● Job
Transcribe all the records with complete accuracy.

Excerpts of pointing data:
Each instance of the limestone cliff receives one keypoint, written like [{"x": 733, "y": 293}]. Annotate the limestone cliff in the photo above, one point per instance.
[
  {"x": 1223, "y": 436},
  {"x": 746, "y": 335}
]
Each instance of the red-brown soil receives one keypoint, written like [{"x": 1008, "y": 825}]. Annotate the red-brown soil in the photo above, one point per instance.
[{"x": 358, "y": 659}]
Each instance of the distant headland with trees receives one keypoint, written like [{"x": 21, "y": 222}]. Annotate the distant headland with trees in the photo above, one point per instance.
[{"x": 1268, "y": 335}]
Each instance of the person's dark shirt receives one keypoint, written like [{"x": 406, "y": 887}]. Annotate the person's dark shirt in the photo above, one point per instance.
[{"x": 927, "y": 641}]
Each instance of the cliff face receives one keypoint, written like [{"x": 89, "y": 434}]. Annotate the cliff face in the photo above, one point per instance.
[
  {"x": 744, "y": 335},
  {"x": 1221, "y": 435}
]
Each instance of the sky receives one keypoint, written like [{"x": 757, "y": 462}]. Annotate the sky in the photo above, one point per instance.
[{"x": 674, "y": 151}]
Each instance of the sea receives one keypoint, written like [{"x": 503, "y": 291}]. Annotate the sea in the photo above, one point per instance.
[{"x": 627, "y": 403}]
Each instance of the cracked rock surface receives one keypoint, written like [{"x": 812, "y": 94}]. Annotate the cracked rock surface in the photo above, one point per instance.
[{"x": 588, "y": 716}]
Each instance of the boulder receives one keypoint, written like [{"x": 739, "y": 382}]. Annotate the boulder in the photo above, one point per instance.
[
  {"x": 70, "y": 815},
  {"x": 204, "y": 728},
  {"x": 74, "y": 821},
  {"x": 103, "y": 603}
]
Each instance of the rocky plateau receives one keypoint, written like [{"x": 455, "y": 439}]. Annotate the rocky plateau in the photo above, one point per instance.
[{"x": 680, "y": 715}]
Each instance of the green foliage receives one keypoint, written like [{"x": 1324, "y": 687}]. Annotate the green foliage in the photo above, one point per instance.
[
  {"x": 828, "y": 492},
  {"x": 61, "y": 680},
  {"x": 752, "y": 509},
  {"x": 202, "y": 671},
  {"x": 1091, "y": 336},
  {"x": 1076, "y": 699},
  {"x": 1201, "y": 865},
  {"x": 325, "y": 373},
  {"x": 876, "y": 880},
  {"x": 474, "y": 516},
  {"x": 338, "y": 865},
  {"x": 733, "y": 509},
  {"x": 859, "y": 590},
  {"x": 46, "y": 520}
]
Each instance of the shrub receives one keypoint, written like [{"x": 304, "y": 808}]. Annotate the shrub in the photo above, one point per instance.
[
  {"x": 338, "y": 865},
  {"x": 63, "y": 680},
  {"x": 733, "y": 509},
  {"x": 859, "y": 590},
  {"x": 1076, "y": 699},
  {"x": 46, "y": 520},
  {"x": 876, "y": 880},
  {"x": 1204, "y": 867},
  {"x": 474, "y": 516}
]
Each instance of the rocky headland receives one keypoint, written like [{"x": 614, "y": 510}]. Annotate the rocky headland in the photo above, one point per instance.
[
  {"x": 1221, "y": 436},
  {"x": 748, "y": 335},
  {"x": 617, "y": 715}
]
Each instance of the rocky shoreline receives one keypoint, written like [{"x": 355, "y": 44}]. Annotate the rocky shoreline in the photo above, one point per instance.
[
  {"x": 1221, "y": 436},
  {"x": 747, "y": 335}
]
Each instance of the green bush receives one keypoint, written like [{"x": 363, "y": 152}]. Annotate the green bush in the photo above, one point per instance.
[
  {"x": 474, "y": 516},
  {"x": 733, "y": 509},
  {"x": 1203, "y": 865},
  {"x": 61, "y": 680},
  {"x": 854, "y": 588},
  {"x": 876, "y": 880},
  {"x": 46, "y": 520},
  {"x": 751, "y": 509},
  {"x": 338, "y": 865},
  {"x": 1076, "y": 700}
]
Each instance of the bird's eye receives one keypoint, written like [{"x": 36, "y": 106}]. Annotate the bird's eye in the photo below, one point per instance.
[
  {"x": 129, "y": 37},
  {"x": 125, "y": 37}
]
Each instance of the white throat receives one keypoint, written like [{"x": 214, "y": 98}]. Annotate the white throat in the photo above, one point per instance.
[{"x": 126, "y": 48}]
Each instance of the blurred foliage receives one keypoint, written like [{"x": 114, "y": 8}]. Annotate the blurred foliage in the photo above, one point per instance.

● Output below
Each instance of the limestone cliff receives one keypoint, written like [{"x": 733, "y": 293}]. Annotate the limestone cliff in the photo above, one point per instance.
[
  {"x": 1223, "y": 436},
  {"x": 746, "y": 335}
]
Each instance of the red-brown soil receives one keypoint, written like [{"x": 1008, "y": 825}]. Annotate the red-brown soil in the photo above, one point per instance.
[{"x": 358, "y": 659}]
Each instance of the distant headland with trees receives one keypoint, written like [{"x": 21, "y": 222}]. Annotate the distant headland with trees in the photo above, one point per instance.
[{"x": 1268, "y": 335}]
Each instance of the person's dark shirt receives one keypoint, written like [{"x": 406, "y": 887}]. Annotate the person's dark shirt in the photo above, one point per instance.
[{"x": 927, "y": 641}]
Each instance of the cliff face receives one keypoint, written like [{"x": 89, "y": 434}]. Annotate the cliff face in the photo above, one point per instance.
[
  {"x": 744, "y": 335},
  {"x": 1221, "y": 435}
]
Each instance of the sky receives one keypoint, written like [{"x": 757, "y": 462}]. Annotate the sky in the photo above, one point per instance.
[{"x": 674, "y": 151}]
Each instance of the sea receives one keypoint, written like [{"x": 503, "y": 291}]. Annotate the sea in the photo above, one point per instance.
[{"x": 627, "y": 403}]
Each instance of the cracked rock surface receives one keypoint, written like [{"x": 812, "y": 94}]. Annotate the cracked rock surface in the photo above, one point per instance.
[{"x": 588, "y": 716}]
Each instance of the boulder receives one keypoint, written like [{"x": 739, "y": 382}]. Annotate the boulder in the photo above, one point per instance.
[
  {"x": 70, "y": 815},
  {"x": 204, "y": 728},
  {"x": 74, "y": 821},
  {"x": 103, "y": 603}
]
Each instance of the rocky plateau receives one keypoint, written like [{"x": 455, "y": 439}]. Annotate the rocky plateau in the photo above, one point per instance.
[{"x": 680, "y": 715}]
Each instance of the green foliage receives one keypoint, written like [{"x": 1324, "y": 687}]. Annotate the green foliage in the photo above, one point per instance.
[
  {"x": 828, "y": 492},
  {"x": 61, "y": 680},
  {"x": 752, "y": 509},
  {"x": 202, "y": 671},
  {"x": 1091, "y": 336},
  {"x": 1076, "y": 699},
  {"x": 1201, "y": 865},
  {"x": 325, "y": 373},
  {"x": 876, "y": 880},
  {"x": 474, "y": 516},
  {"x": 338, "y": 865},
  {"x": 733, "y": 509},
  {"x": 859, "y": 590},
  {"x": 46, "y": 520}
]
Each instance of the shrub receives one keypoint, written like [{"x": 304, "y": 808}]. Annotate the shrub in the photo above, one point per instance.
[
  {"x": 338, "y": 865},
  {"x": 63, "y": 680},
  {"x": 733, "y": 509},
  {"x": 859, "y": 590},
  {"x": 1076, "y": 699},
  {"x": 46, "y": 520},
  {"x": 876, "y": 880},
  {"x": 1204, "y": 867},
  {"x": 474, "y": 516}
]
Each instance of the rocky headland receives one keypoint, written like [{"x": 614, "y": 510}]. Annotate the rocky headland in the photo above, one point per instance.
[
  {"x": 1221, "y": 436},
  {"x": 748, "y": 335},
  {"x": 617, "y": 715}
]
Each instance of the rocky shoreline receives one keypoint, written like [{"x": 355, "y": 44}]. Annotate the rocky shoreline in the photo above, one point per instance.
[
  {"x": 1221, "y": 436},
  {"x": 747, "y": 335}
]
Each instance of the green bush receives one keypoint, written like [{"x": 363, "y": 152}]. Annotate the green bush in the photo above, one point per instance.
[
  {"x": 474, "y": 516},
  {"x": 733, "y": 509},
  {"x": 1203, "y": 865},
  {"x": 61, "y": 680},
  {"x": 854, "y": 588},
  {"x": 876, "y": 880},
  {"x": 46, "y": 520},
  {"x": 751, "y": 509},
  {"x": 338, "y": 865},
  {"x": 1076, "y": 700}
]
Each instance of the bird's eye receives one keypoint, written like [{"x": 36, "y": 106}]. Annotate the bird's eye in the photo below, one point per instance.
[
  {"x": 129, "y": 37},
  {"x": 125, "y": 37}
]
Each instance of the white throat receives one keypoint, written like [{"x": 214, "y": 98}]. Annotate the white throat in the photo above, one point per instance.
[{"x": 126, "y": 48}]
Each instance of the blurred foliage receives one keypoint, written like [{"x": 114, "y": 8}]. Annotate the blurred foliage in the photo above, one point per instance.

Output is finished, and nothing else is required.